* Instructions to follow
Reproduce word for word the lines of the records below, starting at the line that contains "One point belongs to every instance of the orange" and ending at the final line of the records, with both of those lines included.

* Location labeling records
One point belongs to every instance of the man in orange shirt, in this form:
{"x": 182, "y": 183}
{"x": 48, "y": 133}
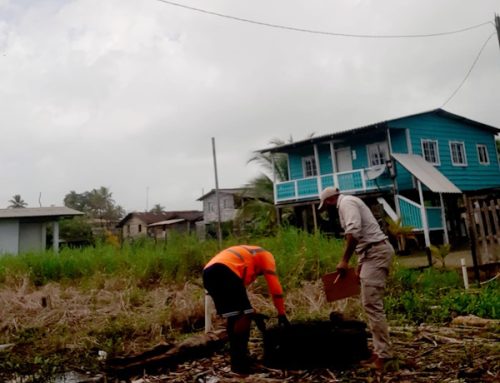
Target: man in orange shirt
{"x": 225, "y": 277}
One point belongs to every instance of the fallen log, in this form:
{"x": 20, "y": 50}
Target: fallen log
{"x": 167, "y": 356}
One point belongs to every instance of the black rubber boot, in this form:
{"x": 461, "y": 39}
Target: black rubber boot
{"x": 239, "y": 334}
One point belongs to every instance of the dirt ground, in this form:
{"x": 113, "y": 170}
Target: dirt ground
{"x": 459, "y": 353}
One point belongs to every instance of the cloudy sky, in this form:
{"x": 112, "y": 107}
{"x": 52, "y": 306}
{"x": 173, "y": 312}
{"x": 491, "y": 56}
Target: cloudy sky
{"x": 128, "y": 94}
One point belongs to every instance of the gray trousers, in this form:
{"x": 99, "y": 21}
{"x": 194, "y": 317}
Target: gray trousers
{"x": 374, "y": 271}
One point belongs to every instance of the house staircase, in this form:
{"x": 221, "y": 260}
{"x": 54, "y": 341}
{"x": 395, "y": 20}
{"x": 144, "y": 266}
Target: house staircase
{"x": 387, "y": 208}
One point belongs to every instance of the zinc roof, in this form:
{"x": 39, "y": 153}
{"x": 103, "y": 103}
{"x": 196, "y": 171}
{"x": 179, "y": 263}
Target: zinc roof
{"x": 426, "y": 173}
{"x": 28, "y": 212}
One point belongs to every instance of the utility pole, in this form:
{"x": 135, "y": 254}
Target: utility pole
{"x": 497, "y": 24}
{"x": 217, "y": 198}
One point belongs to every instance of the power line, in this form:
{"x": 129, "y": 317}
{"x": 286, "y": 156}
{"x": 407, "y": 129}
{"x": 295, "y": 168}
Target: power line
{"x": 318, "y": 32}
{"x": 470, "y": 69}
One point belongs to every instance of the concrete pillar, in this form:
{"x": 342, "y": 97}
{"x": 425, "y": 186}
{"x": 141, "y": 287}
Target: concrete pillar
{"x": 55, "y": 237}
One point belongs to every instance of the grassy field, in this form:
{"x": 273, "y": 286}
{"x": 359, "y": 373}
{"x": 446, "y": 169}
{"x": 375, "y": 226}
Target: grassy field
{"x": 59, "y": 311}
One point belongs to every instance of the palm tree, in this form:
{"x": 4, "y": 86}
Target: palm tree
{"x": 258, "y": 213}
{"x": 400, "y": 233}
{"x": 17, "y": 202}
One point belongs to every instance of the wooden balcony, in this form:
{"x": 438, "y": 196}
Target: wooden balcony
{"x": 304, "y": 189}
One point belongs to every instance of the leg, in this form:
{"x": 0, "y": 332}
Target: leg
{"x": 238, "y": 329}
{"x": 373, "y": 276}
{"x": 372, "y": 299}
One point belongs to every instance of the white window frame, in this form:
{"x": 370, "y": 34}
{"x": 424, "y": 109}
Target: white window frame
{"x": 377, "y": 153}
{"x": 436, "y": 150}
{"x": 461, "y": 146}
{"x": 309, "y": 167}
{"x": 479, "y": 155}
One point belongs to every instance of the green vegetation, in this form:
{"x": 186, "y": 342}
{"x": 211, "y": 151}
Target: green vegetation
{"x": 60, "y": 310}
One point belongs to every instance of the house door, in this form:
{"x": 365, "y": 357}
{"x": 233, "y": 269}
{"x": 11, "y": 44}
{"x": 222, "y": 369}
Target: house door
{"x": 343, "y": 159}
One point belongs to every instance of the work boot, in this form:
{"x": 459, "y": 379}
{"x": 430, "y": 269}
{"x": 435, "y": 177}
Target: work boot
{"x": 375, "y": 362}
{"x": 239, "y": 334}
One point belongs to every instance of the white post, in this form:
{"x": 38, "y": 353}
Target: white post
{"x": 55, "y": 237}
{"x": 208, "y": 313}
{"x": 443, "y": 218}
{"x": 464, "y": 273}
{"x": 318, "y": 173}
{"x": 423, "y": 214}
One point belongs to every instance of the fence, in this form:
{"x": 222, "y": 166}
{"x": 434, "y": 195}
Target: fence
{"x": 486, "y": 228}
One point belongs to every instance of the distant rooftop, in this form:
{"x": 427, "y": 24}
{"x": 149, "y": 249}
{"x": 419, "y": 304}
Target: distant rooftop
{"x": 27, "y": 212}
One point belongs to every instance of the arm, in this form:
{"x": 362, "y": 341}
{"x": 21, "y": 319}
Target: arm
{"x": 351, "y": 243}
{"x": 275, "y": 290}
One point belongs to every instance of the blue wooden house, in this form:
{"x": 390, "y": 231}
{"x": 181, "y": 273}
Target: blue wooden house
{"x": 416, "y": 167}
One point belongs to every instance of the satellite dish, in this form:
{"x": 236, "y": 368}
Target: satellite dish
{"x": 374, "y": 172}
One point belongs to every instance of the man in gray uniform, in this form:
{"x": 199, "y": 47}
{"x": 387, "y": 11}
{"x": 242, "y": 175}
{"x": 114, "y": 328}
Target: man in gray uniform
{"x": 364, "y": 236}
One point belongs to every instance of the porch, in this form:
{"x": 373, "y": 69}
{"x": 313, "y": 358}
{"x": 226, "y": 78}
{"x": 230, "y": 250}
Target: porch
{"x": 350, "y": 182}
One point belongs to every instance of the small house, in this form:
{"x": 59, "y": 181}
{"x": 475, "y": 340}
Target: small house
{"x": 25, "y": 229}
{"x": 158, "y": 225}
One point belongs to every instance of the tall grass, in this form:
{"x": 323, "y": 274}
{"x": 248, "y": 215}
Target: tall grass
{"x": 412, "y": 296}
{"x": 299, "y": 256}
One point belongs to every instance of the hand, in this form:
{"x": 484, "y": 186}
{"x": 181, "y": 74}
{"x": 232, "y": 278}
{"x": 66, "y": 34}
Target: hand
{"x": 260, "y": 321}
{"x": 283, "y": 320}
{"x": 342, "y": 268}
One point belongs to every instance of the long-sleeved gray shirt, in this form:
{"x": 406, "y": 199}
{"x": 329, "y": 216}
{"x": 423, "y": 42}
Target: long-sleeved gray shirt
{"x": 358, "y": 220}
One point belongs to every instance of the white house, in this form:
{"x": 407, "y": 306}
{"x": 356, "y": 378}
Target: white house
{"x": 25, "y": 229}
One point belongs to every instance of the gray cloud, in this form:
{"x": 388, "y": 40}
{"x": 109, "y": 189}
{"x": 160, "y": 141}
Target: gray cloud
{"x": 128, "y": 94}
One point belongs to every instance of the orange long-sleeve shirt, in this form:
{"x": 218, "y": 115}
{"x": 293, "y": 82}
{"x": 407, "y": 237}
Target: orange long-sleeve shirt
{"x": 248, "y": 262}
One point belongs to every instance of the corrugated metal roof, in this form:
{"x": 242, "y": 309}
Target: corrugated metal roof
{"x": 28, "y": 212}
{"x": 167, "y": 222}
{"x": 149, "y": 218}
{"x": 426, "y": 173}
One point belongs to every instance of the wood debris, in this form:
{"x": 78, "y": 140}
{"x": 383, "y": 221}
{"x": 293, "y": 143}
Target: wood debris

* Exercise answer
One point belongs to every instance of the orange long-sleeve shirt, in this form:
{"x": 218, "y": 115}
{"x": 293, "y": 82}
{"x": 407, "y": 237}
Target: orange long-sleeve shirt
{"x": 248, "y": 262}
One point belongs to every instance of the corrugated metal roof, in this form:
{"x": 242, "y": 309}
Target: corrugated metal roof
{"x": 28, "y": 212}
{"x": 167, "y": 222}
{"x": 149, "y": 218}
{"x": 426, "y": 173}
One point belongs to every instance of the wood debris, in this form:
{"x": 78, "y": 140}
{"x": 383, "y": 221}
{"x": 293, "y": 143}
Target: wood debris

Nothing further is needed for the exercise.